-- Lista de tareas --
a) Pasa al inglés esta oración del fragmento sobre la cárcel: "Y en prisión se puede acabar incluso siendo inocente."
b) Copia sin cambios la parte del fragmento sobre la cárcel que empieza en las palabras "Es importante reflexionar" y termina después de "de la cárcel?".

-- Fragmento de texto --

En el título de su libro, la prisión se entrelaza con la idea de isla: un lugar separado, suspendido, de aislamiento. ¿Puede precisamente este sentido de aislamiento ayudar a comprender mejor la condición de quien está en la cárcel? ¿Y por qué es importante, hoy en día, seguir pensando y trabajando sobre las cárceles?
Sí, el aislamiento, aquel provocado por una condición de enfermedad, hospitalización o separación forzada del contexto social al que estamos acostumbrados, puede hacer sentir un poco más cercana la situación de quien está en prisión.
Es importante reflexionar sobre ello —aunque no se quiera hacer por motivos éticos— porque la cárcel puede afectar a cualquiera, nos concierne a todos, aunque uno piense “A mí no me puede pasar”, como con los accidentes o el cáncer: la vida es imprevisible. Y en prisión se puede acabar incluso siendo inocente.
Precisamente en este lugar, hace 90 años, nació una empresa que hoy da trabajo a miles de personas en todo el mundo. ¿Cuán importante es, según usted, el trabajo para vencer el aislamiento humano, tanto dentro como fuera de la cárcel?
En la cárcel, el trabajo es lo más importante que existe y es lo único que realmente puede marcar la diferencia. Acceder a la formación para un trabajo cualificado es lo mejor que le puede suceder a una persona detenida, porque puede ayudarla concretamente a recuperar dignidad, rol, identidad y oportunidades reales de cambio cuando salga de la cárcel.

-- Contenido del listado --
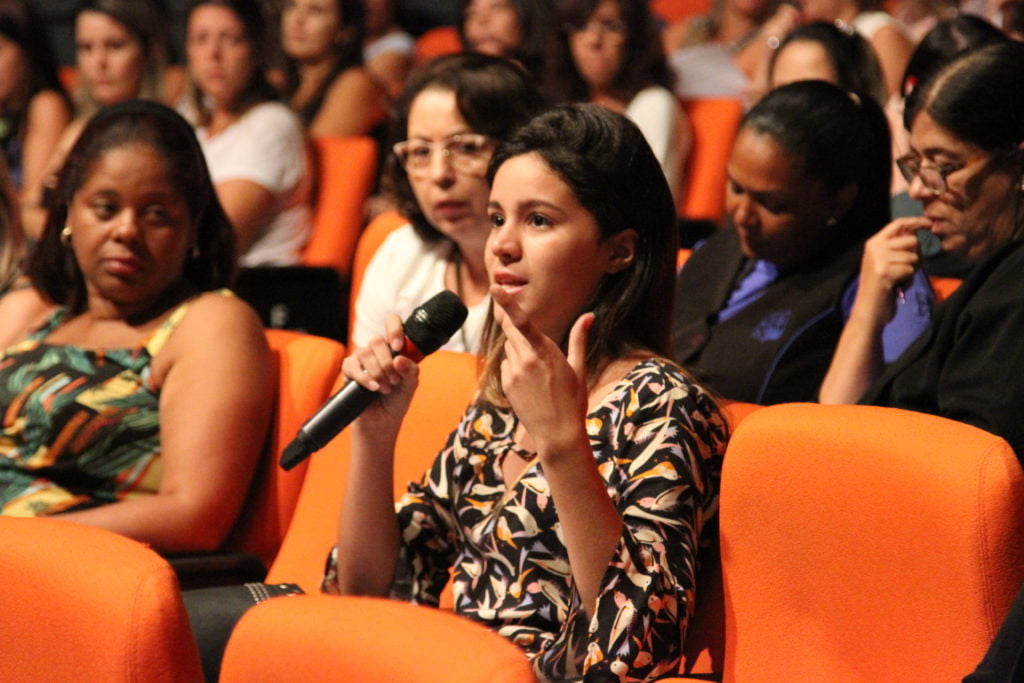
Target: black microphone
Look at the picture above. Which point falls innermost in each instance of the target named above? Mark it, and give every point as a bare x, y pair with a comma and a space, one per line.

-- Lista de respuestas --
a) And you can end up in prison even if you are innocent.

b)
Es importante reflexionar sobre ello —aunque no se quiera hacer por motivos éticos— porque la cárcel puede afectar a cualquiera, nos concierne a todos, aunque uno piense “A mí no me puede pasar”, como con los accidentes o el cáncer: la vida es imprevisible. Y en prisión se puede acabar incluso siendo inocente.
Precisamente en este lugar, hace 90 años, nació una empresa que hoy da trabajo a miles de personas en todo el mundo. ¿Cuán importante es, según usted, el trabajo para vencer el aislamiento humano, tanto dentro como fuera de la cárcel?